* **Document**
[BEGIN]

1.1 1.1 Data

2

When you complete this section, you will be able to:

  • Give examples of cases in a data set.

  • Identify the variables in a data set.

  • Demonstrate how a label can be used as a variable in a data set.

  • Identify the values of a variable.

  • Classify variables as categorical or quantitative.

  • Describe the key characteristics of a set of data.

  • Explain how a rate is the result of adjusting one variable to create another.

A statistical analysis starts with a set of data. We construct a set of data by first deciding what cases, or units, we want to study. For each case, we record information about characteristics that we call variables.

CASES, LABELS, VARIABLES, AND VALUES

Cases are the objects described by a set of data. Cases may be customers, companies, subjects in a study, units in an experiment, or other objects.

A label is a special variable used in some data sets to distinguish the different cases.

A variable is a characteristic of a case.

Different cases can have different values of the variables.

EXAMPLE 1.1

Restaurant discount coupons. A website offers coupons that can be used to get discounts for various items at local restaurants. Coupons for food are very popular. Figure 1.1 gives information for seven restaurant coupons that were available for a recent weekend. These are the cases. Data for each coupon are listed on a different line, and the first column has the coupons numbered from 1 to 7. The remaining columns gives the type of restaurant, the name of the restaurant, the item being discounted, the regular price, and the discount price.

COUPONS

image
Figure 1.1: Figure 1.1 Spreadsheet of food discount coupons, Example 1.1.

3

Some variables, like the type of restaurant, the name of the restaurant, and the item simply place coupons into categories. The regular price and discount price columns have numerical values for which we can do arithmetic. It makes sense to give an average of the regular prices, but it does not make sense to give an “average” type of restaurant. We can, however, do arithmetic to compare the regular prices classified by type of restaurant.

CATEGORICAL AND QUANTITATIVE VARIABLES

A categorical variable places a case into one of several groups or categories.

[END]

* **Material shown**
[BEGIN]

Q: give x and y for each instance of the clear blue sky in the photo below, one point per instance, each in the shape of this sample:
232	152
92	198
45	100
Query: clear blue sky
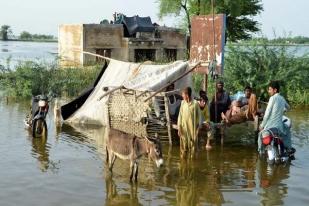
44	16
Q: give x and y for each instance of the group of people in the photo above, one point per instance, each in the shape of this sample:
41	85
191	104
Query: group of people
197	114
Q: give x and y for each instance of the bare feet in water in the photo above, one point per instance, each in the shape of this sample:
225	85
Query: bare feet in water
208	147
224	118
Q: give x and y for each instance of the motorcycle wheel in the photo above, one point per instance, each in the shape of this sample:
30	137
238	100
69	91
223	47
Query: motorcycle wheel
39	128
272	155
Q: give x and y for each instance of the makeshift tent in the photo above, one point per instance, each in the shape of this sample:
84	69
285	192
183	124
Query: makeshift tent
135	76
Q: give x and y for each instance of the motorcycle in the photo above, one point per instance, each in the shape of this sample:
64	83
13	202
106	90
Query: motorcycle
37	118
276	152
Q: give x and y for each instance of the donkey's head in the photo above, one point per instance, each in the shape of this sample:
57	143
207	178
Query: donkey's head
155	150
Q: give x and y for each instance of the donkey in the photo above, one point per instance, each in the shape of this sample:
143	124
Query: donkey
130	147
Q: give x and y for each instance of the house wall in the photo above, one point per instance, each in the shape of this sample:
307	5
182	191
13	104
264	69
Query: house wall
73	39
173	39
70	44
104	36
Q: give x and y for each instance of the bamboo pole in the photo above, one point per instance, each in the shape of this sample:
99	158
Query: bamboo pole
167	114
175	80
109	92
97	55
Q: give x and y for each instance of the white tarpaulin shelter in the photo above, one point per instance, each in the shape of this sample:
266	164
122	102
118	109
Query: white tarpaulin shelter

[END]

* **Task requirements**
a: According to the text on data sets, what are cases?
b: Take the text on data sets further, picking up after its last sentence.

* **Responses to the tasks**
a: Cases are the objects described by a set of data.

b:
A quantitative variable takes numerical values for which arithmetic operations such as adding and averaging make sense.

EXAMPLE 1.2

Categorical and quantitative variables for coupons. The restaurant discount coupon file has six variables: coupon number, type of restaurant, name of restaurant, item, regular price, and discount price. The two price variables are quantitative variables. Coupon number, type of restaurant, name of restaurant, and item are categorical variables.

COUPONS

An appropriate label for your cases should be chosen carefully. In our food coupon example, a natural choice of a label would be the name of the restaurant. However, if there are two or more coupons available for a particular restaurant, or if a restaurant is a chain with different discounts offered at different locations, then the name of the restaurant would not uniquely label each of the coupons. In the restaurant discount coupon file, the first variable, ID, is a unique label for each coupon.

The display in Figure 1.1 is from an Excel spreadsheetspreadsheet. Spreadsheets are very useful for doing the kind of simple computations that you will do in Exercise 1.2. You can type in a formula and have the same computation performed for each row.

image

Note that the names we have chosen for the variables in our spreadsheet do not have spaces. For example, instead of “Restaurant Name” for the name of the restaurant, we simply use Name. In some statistical software packages, however, spaces are not allowed in variable names. For this reason, when creating spreadsheets for eventual use with statistical software, it is best to avoid spaces in variable names. Another convention is to use an underscore (_) where you would normally use a space. For our data set, we could have used Regular_Price and Discount_Price for the two price variables.

USE YOUR KNOWLEDGE

Question 1.1

1.1 Read the spreadsheet. Refer to Figure 1.1. Give the regular price and the discount price for the Smokey Grill ribs coupon.

Question 1.2

1.2 How much is the discount worth? Refer to Example 1.1. Consider adding another column to the spreadsheet that gives the coupon savings. Explain how you would compute the entries in this column. Does the new column contain values for a categorical variable or for a quantitative variable? Explain your answer.

4

Another important part of the description of any quantitative variable is its unit of measurement. For both RegPrice and DiscPrice, the unit of measurementunit of measurement is clearly dollars. In other settings, it may not be as obvious. For example, if we were measuring heights of children, we might choose to use either inches or centimeters. The units of measurement are an important part of the description of a quantitative variable.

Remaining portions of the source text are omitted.